### Exercise directions
If a line in the listing contains "instance", copy it out whole.

### Data shown

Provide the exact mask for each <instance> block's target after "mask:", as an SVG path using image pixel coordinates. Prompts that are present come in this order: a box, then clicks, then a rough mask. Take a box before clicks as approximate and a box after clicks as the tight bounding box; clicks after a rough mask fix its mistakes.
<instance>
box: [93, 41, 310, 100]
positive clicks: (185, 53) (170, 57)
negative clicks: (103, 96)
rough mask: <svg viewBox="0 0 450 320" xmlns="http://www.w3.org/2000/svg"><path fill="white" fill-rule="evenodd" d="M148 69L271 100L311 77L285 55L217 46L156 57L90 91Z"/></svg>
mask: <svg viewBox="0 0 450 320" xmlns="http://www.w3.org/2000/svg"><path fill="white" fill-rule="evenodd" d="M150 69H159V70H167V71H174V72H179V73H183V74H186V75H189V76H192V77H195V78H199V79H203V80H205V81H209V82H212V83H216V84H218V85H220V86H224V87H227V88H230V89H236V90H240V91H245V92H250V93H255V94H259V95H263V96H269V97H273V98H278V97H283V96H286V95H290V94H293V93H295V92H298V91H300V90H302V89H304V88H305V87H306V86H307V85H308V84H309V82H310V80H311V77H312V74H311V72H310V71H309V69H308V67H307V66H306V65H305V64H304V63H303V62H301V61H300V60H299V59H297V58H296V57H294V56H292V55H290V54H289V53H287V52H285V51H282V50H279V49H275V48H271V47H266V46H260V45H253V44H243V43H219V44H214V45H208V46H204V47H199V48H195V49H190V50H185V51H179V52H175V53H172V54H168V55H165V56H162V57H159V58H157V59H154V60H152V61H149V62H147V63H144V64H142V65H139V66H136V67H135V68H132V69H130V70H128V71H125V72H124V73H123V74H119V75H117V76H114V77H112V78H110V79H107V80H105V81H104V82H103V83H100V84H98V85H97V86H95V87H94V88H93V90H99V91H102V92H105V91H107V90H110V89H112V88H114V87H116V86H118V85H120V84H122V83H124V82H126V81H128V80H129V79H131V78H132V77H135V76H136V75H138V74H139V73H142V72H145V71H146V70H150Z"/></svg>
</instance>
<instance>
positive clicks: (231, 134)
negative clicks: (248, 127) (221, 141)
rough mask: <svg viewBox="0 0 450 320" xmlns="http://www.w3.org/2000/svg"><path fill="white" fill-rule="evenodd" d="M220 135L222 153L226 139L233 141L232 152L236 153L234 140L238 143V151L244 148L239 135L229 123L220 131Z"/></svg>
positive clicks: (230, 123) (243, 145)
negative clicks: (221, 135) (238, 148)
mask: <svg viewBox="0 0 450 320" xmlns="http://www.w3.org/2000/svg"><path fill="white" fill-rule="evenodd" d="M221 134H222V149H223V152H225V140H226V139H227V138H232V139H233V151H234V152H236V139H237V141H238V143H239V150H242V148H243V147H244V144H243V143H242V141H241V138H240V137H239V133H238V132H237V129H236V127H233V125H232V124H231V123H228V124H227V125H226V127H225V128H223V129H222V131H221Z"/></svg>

### Response to the exercise
Provide the exact mask for each <instance> block's target after "mask:", as an SVG path using image pixel coordinates. Prompts that are present come in this order: a box, then clicks, then a rough mask. Take a box before clicks as approximate and a box after clicks as the tight bounding box; clicks after a rough mask fix its mistakes.
<instance>
</instance>
<instance>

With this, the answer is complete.